Exercise description: Exactly the lines from the one containing "Please indicate the woman in white" through the final line of the listing are to be retyped, and nothing more.

########

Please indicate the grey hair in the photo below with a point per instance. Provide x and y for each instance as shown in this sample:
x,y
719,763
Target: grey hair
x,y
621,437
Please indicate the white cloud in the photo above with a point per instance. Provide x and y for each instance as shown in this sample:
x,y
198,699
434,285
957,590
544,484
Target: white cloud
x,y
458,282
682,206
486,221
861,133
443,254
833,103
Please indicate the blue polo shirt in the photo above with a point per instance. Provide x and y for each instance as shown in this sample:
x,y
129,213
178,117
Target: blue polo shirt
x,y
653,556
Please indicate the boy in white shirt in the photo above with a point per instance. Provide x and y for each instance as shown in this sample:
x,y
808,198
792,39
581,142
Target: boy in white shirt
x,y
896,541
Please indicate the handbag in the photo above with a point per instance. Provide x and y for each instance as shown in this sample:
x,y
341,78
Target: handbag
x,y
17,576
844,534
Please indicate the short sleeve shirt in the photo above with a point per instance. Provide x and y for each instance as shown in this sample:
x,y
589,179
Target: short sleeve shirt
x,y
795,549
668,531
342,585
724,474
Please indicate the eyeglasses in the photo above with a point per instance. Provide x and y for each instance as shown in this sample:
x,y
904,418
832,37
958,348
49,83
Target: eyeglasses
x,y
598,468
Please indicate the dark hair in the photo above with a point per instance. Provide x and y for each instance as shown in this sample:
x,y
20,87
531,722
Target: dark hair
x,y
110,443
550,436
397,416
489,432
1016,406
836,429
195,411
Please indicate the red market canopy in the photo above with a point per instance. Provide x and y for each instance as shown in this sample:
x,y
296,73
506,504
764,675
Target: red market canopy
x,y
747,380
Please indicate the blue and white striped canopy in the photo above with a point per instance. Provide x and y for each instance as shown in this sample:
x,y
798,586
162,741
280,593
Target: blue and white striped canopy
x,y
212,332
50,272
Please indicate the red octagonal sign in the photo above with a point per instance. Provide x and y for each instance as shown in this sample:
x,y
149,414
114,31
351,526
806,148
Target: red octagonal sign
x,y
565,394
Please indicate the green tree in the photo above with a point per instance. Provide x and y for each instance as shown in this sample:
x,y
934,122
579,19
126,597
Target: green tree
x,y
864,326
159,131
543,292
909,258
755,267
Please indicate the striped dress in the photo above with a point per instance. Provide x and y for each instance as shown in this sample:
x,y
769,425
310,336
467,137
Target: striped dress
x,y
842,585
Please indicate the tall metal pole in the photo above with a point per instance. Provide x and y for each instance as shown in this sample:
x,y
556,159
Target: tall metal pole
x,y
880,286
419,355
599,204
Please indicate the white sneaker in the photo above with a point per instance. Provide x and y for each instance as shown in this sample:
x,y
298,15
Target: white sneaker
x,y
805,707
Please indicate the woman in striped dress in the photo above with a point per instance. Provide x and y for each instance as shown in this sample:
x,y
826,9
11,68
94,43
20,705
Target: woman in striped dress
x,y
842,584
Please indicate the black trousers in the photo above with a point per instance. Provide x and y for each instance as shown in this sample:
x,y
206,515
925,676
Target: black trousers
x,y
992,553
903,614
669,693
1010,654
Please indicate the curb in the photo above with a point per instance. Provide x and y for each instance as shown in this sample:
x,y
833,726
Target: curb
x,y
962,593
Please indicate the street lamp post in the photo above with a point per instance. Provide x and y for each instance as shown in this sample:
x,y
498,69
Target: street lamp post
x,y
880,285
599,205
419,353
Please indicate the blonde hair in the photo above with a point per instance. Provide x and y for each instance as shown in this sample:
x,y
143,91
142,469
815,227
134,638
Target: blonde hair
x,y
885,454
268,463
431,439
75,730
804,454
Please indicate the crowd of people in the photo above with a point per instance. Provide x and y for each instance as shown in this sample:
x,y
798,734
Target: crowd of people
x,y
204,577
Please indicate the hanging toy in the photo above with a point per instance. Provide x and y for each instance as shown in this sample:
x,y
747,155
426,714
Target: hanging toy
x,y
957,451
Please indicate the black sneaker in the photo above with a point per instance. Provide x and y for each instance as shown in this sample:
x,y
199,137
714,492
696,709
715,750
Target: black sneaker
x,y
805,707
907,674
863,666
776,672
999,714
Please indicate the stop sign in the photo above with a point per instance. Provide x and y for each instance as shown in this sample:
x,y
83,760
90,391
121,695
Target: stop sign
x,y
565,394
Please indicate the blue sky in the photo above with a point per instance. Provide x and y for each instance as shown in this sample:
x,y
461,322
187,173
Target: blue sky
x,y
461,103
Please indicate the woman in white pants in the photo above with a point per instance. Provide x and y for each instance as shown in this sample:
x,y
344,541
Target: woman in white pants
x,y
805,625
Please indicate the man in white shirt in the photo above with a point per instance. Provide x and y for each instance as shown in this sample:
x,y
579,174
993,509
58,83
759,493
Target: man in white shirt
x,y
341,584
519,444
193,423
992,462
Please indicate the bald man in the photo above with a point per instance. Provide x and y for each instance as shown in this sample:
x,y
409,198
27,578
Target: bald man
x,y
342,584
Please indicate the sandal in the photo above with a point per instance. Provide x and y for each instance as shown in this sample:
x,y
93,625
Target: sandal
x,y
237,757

########

Written answer:
Please indicate the woman in white pants in the photo above with a point per instance. Provide x and y for each instance as shown in this sample:
x,y
344,541
Target: woman in white pants
x,y
805,625
Please indicate the man in white shirt in the photo above with a point per instance. Provide x and y for each instance as shown in this sample:
x,y
579,174
993,509
58,83
759,493
Target: man in white shirt
x,y
341,584
519,444
193,423
992,462
Please indicate the bald man in the photo above with a point per instance. Provide x and y for each instance as shown in this sample:
x,y
409,198
27,578
Target: bald man
x,y
342,584
Please indicate the sandal in the photo above with a point per instance. Provide x and y for each instance as shown in this sample:
x,y
93,625
Target: sandal
x,y
237,757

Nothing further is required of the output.